Collection entries
Content starts

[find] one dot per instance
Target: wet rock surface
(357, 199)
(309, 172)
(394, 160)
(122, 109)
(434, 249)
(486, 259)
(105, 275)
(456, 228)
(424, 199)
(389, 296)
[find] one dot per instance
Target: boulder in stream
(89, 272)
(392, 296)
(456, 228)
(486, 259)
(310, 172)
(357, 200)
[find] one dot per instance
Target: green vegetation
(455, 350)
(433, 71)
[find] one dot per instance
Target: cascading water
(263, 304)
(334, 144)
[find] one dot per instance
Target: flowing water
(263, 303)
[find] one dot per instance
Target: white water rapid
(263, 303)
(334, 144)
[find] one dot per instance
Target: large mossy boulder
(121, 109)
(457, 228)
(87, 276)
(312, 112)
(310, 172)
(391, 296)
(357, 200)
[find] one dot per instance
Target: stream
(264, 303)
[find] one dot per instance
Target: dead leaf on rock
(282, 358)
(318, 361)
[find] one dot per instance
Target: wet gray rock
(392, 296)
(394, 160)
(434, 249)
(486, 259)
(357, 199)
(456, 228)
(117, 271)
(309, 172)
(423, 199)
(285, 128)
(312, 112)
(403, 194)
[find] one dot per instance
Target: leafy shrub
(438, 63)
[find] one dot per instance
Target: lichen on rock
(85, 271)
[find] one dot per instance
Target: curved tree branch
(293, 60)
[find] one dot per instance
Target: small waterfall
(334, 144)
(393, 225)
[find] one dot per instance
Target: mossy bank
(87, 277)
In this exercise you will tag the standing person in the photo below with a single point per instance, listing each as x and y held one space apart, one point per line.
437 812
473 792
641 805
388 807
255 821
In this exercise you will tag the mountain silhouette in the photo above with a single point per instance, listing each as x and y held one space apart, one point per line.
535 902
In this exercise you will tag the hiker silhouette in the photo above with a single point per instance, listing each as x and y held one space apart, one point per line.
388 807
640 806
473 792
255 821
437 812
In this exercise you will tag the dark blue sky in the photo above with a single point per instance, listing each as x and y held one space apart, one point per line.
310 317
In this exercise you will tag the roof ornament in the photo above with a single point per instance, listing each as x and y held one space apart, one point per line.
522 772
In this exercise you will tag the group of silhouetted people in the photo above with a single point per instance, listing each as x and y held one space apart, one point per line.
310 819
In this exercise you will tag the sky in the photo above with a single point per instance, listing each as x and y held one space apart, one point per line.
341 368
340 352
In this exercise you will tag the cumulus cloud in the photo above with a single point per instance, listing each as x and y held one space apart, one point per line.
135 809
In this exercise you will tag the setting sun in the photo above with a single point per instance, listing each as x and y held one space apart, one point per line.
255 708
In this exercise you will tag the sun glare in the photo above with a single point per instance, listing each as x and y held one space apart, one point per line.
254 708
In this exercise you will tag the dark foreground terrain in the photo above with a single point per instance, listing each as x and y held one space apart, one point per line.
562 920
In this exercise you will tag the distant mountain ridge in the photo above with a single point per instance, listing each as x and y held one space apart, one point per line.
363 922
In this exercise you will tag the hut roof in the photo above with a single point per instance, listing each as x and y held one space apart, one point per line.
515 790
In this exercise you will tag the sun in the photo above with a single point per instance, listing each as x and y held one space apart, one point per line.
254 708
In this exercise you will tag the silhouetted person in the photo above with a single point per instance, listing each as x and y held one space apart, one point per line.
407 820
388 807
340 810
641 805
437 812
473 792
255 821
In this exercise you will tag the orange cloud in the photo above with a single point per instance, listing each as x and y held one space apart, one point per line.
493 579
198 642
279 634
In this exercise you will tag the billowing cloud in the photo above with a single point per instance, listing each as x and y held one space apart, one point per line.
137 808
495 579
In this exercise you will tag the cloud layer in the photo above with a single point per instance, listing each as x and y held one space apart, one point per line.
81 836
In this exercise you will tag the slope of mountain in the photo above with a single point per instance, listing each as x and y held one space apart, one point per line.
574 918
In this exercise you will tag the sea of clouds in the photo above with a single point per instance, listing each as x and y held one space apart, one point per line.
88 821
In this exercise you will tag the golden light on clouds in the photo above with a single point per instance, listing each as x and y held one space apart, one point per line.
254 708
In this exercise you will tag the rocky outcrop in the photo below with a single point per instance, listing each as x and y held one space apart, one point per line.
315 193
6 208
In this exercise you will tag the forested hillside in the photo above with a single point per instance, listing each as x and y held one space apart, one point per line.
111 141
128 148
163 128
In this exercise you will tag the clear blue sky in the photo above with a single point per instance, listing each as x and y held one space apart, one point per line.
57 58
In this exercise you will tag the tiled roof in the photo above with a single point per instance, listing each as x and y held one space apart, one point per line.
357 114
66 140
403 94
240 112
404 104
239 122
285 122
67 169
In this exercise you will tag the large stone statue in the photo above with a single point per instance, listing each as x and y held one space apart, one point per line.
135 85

Content ends

- _AIM OF THE EXERCISE_
Set down, exactly and only, the lines running from the one holding "In this exercise you will tag the large" through the end of the records above, both ends included.

- _RESPONSE TO THIS TASK_
In this exercise you will tag the large stone statue in the photo above with a single point per instance, listing each as x and y held one space apart, one point per line.
135 85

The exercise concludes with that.